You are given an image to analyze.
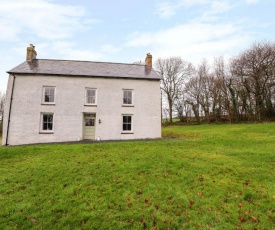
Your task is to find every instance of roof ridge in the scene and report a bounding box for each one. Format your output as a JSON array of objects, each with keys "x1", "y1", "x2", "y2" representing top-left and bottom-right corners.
[{"x1": 36, "y1": 58, "x2": 146, "y2": 66}]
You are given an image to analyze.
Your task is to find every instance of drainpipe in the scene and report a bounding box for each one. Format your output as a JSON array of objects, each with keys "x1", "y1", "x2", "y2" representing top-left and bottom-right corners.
[
  {"x1": 5, "y1": 74, "x2": 16, "y2": 146},
  {"x1": 161, "y1": 87, "x2": 162, "y2": 126}
]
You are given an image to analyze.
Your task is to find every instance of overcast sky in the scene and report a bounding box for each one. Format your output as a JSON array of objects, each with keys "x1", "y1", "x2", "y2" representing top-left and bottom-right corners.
[{"x1": 1, "y1": 0, "x2": 275, "y2": 91}]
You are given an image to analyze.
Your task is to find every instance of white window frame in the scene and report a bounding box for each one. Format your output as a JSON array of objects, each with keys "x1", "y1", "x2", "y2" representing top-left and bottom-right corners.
[
  {"x1": 122, "y1": 89, "x2": 133, "y2": 106},
  {"x1": 42, "y1": 86, "x2": 56, "y2": 105},
  {"x1": 40, "y1": 113, "x2": 54, "y2": 133},
  {"x1": 122, "y1": 114, "x2": 133, "y2": 133},
  {"x1": 85, "y1": 88, "x2": 97, "y2": 105}
]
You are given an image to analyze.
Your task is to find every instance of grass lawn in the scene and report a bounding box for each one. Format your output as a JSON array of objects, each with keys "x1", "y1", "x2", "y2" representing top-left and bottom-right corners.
[{"x1": 0, "y1": 124, "x2": 274, "y2": 229}]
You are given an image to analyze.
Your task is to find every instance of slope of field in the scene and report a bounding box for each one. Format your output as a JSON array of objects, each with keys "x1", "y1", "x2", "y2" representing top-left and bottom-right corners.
[{"x1": 0, "y1": 123, "x2": 274, "y2": 229}]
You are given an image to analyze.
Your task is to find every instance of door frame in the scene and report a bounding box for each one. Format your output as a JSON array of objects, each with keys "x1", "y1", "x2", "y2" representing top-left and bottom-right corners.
[{"x1": 83, "y1": 113, "x2": 96, "y2": 140}]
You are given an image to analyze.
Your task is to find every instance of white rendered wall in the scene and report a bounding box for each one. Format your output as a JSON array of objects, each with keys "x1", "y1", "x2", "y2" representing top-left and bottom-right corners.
[{"x1": 2, "y1": 75, "x2": 161, "y2": 145}]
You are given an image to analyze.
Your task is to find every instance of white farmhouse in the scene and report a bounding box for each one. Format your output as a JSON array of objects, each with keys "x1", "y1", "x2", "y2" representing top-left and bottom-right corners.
[{"x1": 2, "y1": 44, "x2": 161, "y2": 145}]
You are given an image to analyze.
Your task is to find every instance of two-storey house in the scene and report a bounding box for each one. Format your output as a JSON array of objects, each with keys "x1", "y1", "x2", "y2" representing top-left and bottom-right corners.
[{"x1": 2, "y1": 44, "x2": 161, "y2": 145}]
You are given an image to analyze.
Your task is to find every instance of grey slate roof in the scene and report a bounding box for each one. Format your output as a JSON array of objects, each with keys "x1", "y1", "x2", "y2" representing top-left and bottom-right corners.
[{"x1": 7, "y1": 59, "x2": 160, "y2": 80}]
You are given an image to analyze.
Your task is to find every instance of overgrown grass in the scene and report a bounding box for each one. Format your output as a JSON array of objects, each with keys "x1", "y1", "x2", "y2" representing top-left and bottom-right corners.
[{"x1": 0, "y1": 123, "x2": 274, "y2": 229}]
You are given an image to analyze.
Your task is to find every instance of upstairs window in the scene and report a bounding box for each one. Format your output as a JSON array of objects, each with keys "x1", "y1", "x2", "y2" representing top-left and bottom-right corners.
[
  {"x1": 86, "y1": 88, "x2": 97, "y2": 105},
  {"x1": 123, "y1": 90, "x2": 133, "y2": 105},
  {"x1": 43, "y1": 86, "x2": 55, "y2": 104}
]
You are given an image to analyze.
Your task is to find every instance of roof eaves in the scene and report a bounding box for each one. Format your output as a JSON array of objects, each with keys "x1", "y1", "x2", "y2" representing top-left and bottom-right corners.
[{"x1": 6, "y1": 71, "x2": 161, "y2": 80}]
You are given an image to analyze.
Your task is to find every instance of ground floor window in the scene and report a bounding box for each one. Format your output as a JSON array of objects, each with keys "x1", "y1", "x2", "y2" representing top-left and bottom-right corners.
[
  {"x1": 122, "y1": 115, "x2": 132, "y2": 132},
  {"x1": 40, "y1": 113, "x2": 54, "y2": 133}
]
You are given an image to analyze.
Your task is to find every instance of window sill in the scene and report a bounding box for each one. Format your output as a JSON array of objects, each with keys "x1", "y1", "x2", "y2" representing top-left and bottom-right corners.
[
  {"x1": 39, "y1": 131, "x2": 54, "y2": 134},
  {"x1": 121, "y1": 132, "x2": 134, "y2": 134},
  {"x1": 122, "y1": 105, "x2": 134, "y2": 107},
  {"x1": 84, "y1": 104, "x2": 97, "y2": 107},
  {"x1": 41, "y1": 103, "x2": 55, "y2": 106}
]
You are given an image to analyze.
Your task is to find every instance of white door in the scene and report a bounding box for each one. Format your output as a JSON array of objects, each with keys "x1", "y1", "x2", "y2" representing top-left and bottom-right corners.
[{"x1": 83, "y1": 114, "x2": 96, "y2": 140}]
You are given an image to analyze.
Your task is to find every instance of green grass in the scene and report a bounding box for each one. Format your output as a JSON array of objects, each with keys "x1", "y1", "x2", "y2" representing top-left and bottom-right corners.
[{"x1": 0, "y1": 123, "x2": 275, "y2": 229}]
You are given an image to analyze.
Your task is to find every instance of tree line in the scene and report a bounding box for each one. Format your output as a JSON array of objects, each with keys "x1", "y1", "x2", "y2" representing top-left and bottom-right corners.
[{"x1": 156, "y1": 41, "x2": 275, "y2": 123}]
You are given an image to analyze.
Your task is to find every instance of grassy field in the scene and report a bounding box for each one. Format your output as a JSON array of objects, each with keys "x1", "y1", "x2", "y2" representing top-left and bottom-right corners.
[{"x1": 0, "y1": 124, "x2": 274, "y2": 229}]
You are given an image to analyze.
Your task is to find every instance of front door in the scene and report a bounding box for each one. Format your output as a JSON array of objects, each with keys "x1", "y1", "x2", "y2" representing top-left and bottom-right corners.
[{"x1": 83, "y1": 114, "x2": 96, "y2": 140}]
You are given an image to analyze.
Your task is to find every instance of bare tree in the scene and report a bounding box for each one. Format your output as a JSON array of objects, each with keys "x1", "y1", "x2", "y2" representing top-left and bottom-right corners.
[
  {"x1": 0, "y1": 91, "x2": 5, "y2": 113},
  {"x1": 196, "y1": 60, "x2": 212, "y2": 122},
  {"x1": 212, "y1": 57, "x2": 231, "y2": 121},
  {"x1": 155, "y1": 57, "x2": 192, "y2": 123},
  {"x1": 174, "y1": 92, "x2": 191, "y2": 122},
  {"x1": 0, "y1": 90, "x2": 5, "y2": 134},
  {"x1": 156, "y1": 40, "x2": 275, "y2": 125},
  {"x1": 185, "y1": 75, "x2": 201, "y2": 124},
  {"x1": 230, "y1": 41, "x2": 275, "y2": 121},
  {"x1": 162, "y1": 107, "x2": 169, "y2": 124}
]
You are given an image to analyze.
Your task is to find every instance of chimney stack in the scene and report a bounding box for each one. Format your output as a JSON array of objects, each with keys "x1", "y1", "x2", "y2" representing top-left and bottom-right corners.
[
  {"x1": 26, "y1": 44, "x2": 37, "y2": 61},
  {"x1": 145, "y1": 53, "x2": 152, "y2": 67}
]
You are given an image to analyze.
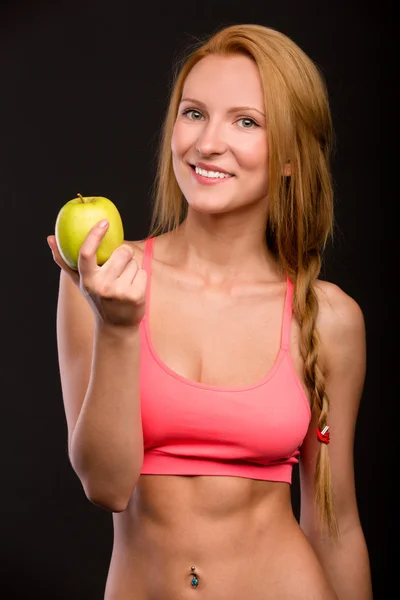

Instructions to follow:
Set down exactly, and only, the lines from the one containing "Your task is to find every instance of chimney" through the last line of the entries. Pictures do not belong in the copy.

Problem solution:
Your task is to find every instance of chimney stack in the scene and report a bounding box for each one. Format your output as a JSON array of objects, each with keys "x1", "y1", "x2", "y2" representing top-left and bottom-right corners.
[
  {"x1": 26, "y1": 44, "x2": 37, "y2": 61},
  {"x1": 145, "y1": 53, "x2": 152, "y2": 67}
]
You are given an image to analyze.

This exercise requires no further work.